## Selection:
--

Toffeelover · 29/06/2024 19:23

My father owned a house worth £500k approx that passed to my step mother on his death.
She’s in a care home, the house is rented to cover her care.
I have 4 siblings, so, assume £100k each when DSM passes.
The dilema is, my niece has asked me if I’d be happy with her and bf living there when DSM passes & eventually buying it.
She is the only other grandchild,( I have 3 DS’s.)
Immediately I said “yes in principle as I’d love it to stay in the family but I have no real idea of the will/finances etc.”
But I’ve since found out:
I sibling said “I want you to buy me out”
2 siblings said “you take it, I don’t need anything” (they are both on benefits and a large sum would compromise that)
1 sibling said “actually I’d like to live there” (but lives on a minimum wage so I don’t know how she’d manage to finance it.
And the executor said “all children/ grandchildren need to be considered” because the reality is the house is very small on a very large plot of land and could be a great investment potential, so he’s considering the needs of my children. However, I will leave my children ££ of their own.

--

## Challenge A:
Answer these questions using the post about the family house:
(i) What was the approximate value of the house?
(ii) Where is the stepmother living now?
(iii) Who does the executor say needs to be considered?
## Challenge B:
Summarize the post about the family house in two sentences.
## Challenge C:
Carry the post about the family house forward from its final sentence.
The items after this point come from a separate source.

--

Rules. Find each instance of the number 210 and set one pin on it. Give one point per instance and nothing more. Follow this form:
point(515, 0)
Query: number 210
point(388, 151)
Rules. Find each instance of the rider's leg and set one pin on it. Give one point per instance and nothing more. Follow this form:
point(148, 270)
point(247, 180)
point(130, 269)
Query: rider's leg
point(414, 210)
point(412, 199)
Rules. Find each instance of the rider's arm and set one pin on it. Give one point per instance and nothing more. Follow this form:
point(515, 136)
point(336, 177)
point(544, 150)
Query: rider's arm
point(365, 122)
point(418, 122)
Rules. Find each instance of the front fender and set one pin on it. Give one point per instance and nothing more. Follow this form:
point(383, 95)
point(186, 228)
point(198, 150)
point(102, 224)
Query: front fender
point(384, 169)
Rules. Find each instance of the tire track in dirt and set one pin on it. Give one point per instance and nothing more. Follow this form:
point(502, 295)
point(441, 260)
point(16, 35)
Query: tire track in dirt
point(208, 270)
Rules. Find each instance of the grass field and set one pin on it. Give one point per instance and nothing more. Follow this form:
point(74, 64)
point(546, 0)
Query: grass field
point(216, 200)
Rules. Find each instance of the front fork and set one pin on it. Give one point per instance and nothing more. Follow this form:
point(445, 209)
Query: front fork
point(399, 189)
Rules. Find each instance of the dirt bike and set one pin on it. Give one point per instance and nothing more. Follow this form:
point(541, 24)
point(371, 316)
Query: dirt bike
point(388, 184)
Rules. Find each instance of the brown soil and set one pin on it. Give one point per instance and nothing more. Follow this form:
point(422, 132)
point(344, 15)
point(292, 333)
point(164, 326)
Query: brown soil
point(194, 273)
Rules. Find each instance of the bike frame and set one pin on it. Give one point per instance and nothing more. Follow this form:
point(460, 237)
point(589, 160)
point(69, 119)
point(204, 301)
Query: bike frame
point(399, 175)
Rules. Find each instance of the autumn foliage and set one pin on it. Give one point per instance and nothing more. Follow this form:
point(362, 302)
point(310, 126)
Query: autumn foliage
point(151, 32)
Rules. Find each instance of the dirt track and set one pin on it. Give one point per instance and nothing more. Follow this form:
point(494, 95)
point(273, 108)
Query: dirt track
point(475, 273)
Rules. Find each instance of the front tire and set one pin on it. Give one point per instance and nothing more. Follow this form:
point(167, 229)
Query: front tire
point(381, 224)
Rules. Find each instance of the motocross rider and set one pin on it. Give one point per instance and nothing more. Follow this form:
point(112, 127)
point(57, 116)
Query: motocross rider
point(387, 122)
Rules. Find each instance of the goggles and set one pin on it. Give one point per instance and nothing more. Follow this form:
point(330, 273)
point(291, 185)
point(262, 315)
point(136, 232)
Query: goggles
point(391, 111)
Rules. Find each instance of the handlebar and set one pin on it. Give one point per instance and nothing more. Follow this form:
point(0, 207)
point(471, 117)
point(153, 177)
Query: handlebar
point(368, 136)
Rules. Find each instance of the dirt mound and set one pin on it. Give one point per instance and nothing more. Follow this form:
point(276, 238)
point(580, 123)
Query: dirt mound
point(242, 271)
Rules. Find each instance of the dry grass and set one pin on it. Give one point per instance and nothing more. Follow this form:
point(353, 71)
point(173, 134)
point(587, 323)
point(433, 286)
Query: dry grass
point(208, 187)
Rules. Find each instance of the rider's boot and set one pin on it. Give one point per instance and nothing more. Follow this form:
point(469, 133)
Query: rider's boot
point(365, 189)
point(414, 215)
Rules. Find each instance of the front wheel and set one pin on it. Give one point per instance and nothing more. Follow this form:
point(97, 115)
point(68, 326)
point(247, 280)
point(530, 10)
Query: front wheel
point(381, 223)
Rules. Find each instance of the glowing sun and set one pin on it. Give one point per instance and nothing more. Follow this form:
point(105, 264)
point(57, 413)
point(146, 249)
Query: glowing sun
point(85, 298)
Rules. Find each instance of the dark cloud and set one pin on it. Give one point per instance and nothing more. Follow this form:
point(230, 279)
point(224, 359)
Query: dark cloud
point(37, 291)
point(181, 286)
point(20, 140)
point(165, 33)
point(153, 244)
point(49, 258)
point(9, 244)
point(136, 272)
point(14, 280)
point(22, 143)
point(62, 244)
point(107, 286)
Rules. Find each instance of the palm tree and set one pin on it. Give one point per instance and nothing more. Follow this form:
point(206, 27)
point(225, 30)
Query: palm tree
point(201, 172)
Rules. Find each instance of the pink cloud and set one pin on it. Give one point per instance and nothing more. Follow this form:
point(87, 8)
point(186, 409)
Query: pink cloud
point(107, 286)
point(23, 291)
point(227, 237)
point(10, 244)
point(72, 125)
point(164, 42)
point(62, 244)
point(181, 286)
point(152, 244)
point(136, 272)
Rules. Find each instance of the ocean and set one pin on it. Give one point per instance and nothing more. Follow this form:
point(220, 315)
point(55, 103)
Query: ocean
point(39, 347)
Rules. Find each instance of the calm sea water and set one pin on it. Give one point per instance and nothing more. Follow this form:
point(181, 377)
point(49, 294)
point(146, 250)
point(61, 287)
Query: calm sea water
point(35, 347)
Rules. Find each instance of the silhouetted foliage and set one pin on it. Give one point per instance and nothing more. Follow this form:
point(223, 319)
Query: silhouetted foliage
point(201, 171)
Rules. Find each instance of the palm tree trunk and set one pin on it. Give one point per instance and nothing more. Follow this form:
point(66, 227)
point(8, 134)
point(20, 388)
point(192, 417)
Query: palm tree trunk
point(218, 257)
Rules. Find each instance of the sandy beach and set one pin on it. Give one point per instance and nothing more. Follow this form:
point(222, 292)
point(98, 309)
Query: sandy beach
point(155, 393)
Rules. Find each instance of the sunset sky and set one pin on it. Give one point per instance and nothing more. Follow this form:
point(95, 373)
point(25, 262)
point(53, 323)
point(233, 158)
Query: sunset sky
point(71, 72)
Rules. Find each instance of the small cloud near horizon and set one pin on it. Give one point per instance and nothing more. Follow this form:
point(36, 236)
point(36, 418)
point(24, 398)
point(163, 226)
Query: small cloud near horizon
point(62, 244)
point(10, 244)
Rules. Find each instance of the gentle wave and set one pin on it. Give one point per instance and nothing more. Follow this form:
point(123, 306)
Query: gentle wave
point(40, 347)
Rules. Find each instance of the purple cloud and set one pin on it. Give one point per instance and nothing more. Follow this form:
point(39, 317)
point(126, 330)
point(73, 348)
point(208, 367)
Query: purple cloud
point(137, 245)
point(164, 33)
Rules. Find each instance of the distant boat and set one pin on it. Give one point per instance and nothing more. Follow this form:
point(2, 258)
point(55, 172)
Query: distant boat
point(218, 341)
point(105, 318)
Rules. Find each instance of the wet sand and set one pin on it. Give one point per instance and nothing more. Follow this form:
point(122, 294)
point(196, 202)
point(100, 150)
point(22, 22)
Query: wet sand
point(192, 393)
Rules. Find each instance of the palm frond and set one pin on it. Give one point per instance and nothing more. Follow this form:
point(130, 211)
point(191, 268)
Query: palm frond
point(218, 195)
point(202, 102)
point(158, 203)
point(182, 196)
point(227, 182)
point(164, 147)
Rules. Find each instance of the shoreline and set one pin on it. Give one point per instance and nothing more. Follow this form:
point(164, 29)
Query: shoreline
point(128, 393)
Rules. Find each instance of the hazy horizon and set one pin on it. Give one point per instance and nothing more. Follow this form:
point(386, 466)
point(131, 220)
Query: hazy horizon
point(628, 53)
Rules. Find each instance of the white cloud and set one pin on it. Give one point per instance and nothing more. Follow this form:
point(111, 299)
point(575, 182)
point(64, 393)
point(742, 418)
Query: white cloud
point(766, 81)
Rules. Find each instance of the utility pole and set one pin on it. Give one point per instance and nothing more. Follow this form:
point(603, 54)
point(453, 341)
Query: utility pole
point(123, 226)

--

## Written reply A:
(i) About £500k.
(ii) In a care home.
(iii) All children and grandchildren.

## Written reply B:
The writer's father left a house worth about £500k to the writer's stepmother, who is now in a care home while the house is rented to cover her care, and the writer's niece has asked about living there and eventually buying it after the stepmother dies. The siblings want different things, from being bought out to giving up their share to living there, and the executor says all children and grandchildren must be considered because the small house sits on a large plot with investment potential.

## Written reply C:
If you look at it on a purely “needs based” approach, my sister should have first dibs, as she is 50, still renting and on a minimum wage, but my niece will have more chance of raising money to buy us out.

Should I just stay out of it & let them figure it out?

OP posts:
MissMoneyFairy · 29/06/2024 19:27

I'd wait until the poor woman has died and let the executor honour her will once any carehome fees, debts and tax have been paid. Her house will become part of her estate.

minipie · 29/06/2024 19:28

Do you know what your father’s will said and what your step mother’s will says? Doesn’t it depend on what those say - it’s not up to you?

If it has great investment potential then it doesn’t seem fair to let one family member live there when it could raise a lot more if sold. Unless they buy it at a price reflecting its development potential (ie they pay the full market rate) and those proceeds are distributed around the siblings.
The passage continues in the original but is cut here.